** begin MATERIAL SHOWN **

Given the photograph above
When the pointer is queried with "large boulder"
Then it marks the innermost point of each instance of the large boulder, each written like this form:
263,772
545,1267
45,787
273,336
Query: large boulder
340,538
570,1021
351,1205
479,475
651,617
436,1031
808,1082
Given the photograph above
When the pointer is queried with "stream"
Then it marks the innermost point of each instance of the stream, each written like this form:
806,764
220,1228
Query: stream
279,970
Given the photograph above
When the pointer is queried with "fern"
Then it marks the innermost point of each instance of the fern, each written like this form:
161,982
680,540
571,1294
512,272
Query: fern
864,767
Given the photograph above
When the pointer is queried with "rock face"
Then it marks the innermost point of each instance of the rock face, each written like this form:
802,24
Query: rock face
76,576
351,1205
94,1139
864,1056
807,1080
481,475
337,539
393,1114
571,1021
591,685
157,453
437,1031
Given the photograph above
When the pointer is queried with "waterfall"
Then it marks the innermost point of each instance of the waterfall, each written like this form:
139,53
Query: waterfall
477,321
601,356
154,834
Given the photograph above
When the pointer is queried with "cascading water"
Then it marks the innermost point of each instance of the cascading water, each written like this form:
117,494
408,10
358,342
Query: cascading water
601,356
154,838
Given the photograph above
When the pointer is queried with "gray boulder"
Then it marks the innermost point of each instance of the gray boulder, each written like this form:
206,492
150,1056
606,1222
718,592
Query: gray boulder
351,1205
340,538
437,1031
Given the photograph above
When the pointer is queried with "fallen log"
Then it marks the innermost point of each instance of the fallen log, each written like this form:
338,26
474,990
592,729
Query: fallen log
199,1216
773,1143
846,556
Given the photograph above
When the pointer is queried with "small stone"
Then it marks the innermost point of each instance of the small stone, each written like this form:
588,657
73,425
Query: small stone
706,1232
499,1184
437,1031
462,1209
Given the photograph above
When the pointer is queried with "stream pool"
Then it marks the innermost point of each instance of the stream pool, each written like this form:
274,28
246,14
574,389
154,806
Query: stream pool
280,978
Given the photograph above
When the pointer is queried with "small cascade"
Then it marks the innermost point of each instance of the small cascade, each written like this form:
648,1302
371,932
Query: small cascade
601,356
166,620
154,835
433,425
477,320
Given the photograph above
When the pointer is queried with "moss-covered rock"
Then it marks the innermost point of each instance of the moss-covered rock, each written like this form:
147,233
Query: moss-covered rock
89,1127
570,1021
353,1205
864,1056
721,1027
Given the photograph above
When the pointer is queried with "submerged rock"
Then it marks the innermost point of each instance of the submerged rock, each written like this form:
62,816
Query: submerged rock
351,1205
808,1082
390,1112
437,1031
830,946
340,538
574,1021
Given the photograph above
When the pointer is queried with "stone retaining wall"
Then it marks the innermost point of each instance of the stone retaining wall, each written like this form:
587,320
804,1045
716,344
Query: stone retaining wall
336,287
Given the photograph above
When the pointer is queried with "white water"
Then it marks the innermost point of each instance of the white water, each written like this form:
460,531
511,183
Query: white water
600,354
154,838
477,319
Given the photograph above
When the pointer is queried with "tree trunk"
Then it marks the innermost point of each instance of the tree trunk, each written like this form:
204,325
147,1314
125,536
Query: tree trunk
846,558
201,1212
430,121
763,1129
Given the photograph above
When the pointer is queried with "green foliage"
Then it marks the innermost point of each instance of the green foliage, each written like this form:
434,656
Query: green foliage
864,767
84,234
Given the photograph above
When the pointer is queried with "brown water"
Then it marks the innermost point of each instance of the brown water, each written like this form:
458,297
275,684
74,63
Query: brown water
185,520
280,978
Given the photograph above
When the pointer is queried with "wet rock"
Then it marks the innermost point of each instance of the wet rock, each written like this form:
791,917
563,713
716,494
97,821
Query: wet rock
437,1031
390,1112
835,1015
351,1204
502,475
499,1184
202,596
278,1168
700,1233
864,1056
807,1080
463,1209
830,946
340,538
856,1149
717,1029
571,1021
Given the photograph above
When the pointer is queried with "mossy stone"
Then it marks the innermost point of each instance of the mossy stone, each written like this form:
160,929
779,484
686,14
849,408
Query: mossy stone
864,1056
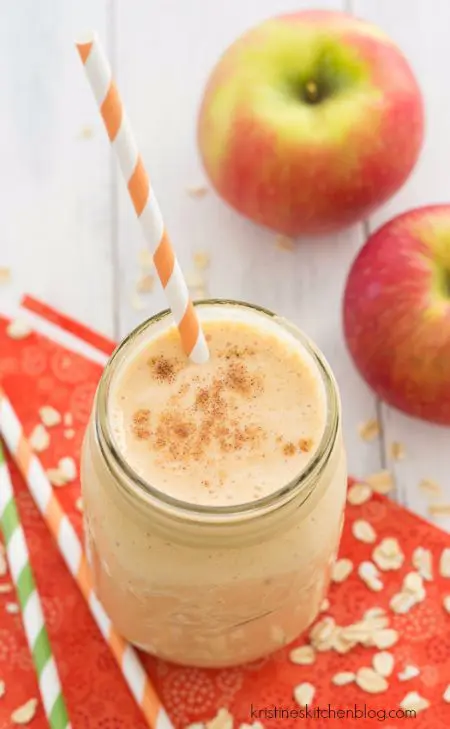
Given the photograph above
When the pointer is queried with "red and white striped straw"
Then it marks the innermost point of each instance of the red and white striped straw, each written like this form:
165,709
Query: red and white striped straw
147,209
72,552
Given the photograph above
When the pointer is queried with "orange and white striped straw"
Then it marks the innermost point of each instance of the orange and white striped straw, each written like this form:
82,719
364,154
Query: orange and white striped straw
142,195
72,552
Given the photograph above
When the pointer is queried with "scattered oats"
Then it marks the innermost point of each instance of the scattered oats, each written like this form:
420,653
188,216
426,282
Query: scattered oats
430,488
385,638
381,482
25,713
3,564
68,420
68,468
408,673
358,494
18,329
363,531
196,190
49,416
303,656
341,570
370,576
137,302
5,275
422,560
55,477
284,243
439,509
343,678
369,680
304,693
39,439
145,283
414,701
444,563
383,663
145,259
222,720
201,260
369,430
388,555
397,451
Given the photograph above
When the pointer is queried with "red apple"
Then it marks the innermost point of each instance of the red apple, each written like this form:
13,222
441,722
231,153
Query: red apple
397,313
309,121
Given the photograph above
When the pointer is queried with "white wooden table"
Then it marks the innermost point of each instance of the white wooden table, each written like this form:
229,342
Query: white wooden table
68,230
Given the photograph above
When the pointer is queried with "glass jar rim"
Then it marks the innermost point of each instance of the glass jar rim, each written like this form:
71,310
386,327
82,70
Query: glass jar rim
143,490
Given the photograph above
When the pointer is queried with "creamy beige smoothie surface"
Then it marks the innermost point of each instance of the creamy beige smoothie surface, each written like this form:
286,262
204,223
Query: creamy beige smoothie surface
227,432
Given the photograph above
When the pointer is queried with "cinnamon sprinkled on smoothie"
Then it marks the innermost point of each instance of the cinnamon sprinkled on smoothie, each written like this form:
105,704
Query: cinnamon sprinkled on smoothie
217,427
184,433
240,380
141,421
163,369
289,449
305,444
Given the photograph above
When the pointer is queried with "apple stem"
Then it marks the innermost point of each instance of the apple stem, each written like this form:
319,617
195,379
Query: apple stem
312,92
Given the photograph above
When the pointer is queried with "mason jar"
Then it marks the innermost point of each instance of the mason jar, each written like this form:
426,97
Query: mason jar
211,586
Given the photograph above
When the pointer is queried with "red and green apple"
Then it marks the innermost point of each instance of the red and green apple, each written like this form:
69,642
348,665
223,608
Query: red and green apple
309,121
397,313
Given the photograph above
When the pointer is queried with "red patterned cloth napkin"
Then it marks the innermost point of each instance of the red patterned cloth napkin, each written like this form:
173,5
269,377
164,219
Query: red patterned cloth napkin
37,371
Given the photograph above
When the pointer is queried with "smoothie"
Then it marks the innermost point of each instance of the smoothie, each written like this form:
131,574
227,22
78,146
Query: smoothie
231,431
214,493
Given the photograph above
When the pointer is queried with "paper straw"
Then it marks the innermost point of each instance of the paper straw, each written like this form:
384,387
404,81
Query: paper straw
30,603
147,209
72,552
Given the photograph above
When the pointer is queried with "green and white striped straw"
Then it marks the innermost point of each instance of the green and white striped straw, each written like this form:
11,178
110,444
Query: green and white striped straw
32,615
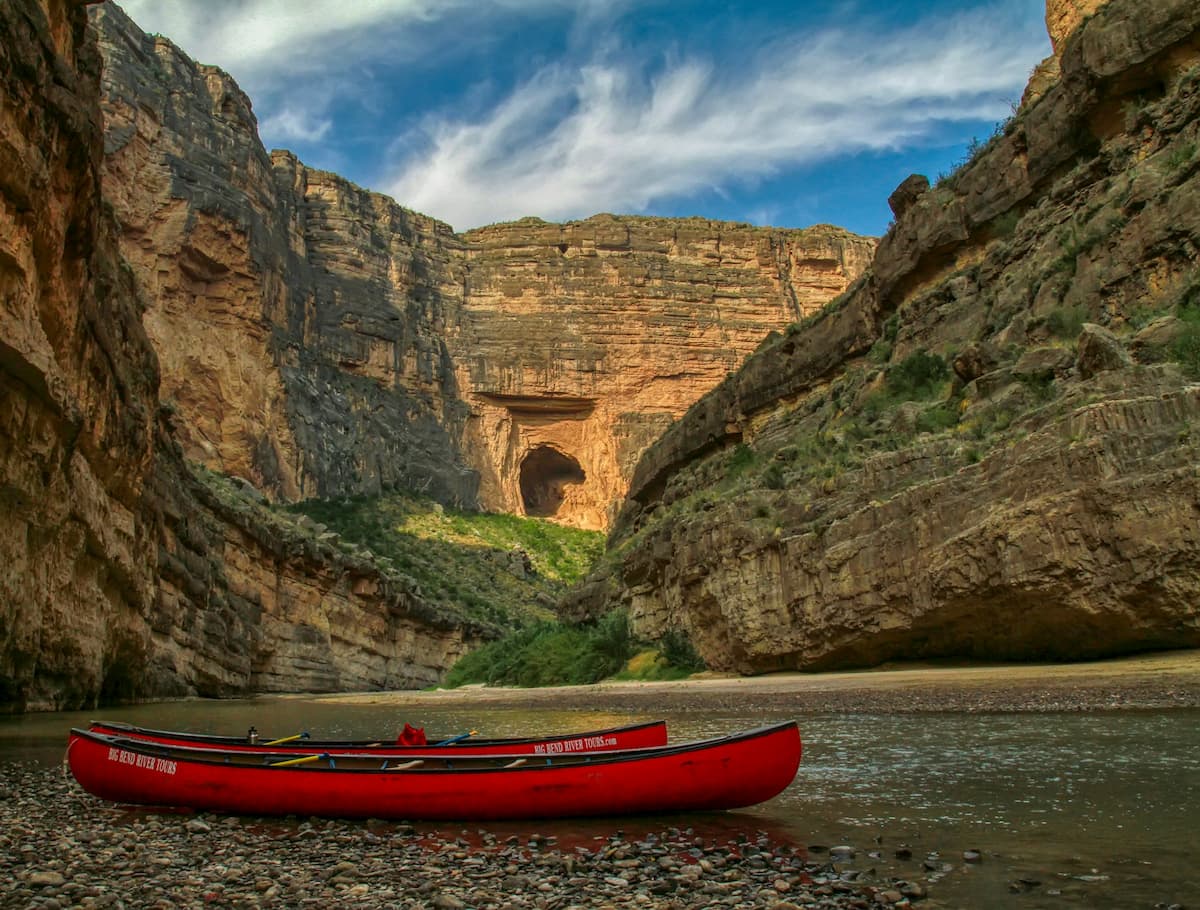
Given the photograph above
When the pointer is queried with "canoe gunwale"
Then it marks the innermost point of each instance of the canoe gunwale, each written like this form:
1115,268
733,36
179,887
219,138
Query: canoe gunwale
209,756
217,741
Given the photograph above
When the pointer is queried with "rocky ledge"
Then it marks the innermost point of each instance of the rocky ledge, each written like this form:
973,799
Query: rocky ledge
988,447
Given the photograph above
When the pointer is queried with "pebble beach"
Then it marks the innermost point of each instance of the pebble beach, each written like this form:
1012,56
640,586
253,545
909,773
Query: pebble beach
61,848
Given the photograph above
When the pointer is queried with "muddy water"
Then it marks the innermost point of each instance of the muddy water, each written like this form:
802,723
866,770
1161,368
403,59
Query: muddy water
1067,810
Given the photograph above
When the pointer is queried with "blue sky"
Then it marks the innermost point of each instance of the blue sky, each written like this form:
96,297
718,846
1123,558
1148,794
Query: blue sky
483,111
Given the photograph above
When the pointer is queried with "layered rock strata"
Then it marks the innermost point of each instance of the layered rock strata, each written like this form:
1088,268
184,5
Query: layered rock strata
298,318
321,340
581,342
124,575
840,502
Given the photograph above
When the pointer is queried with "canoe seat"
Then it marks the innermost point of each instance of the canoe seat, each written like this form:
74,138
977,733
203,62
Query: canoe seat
407,765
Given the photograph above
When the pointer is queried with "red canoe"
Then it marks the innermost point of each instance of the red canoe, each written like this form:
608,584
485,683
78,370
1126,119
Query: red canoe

** end MATERIAL SHOWN **

EXERCISE AIM:
State how many lines in the listing contain the string "wall", matching case exactly. Reply with the number alone.

TASK ANSWER:
3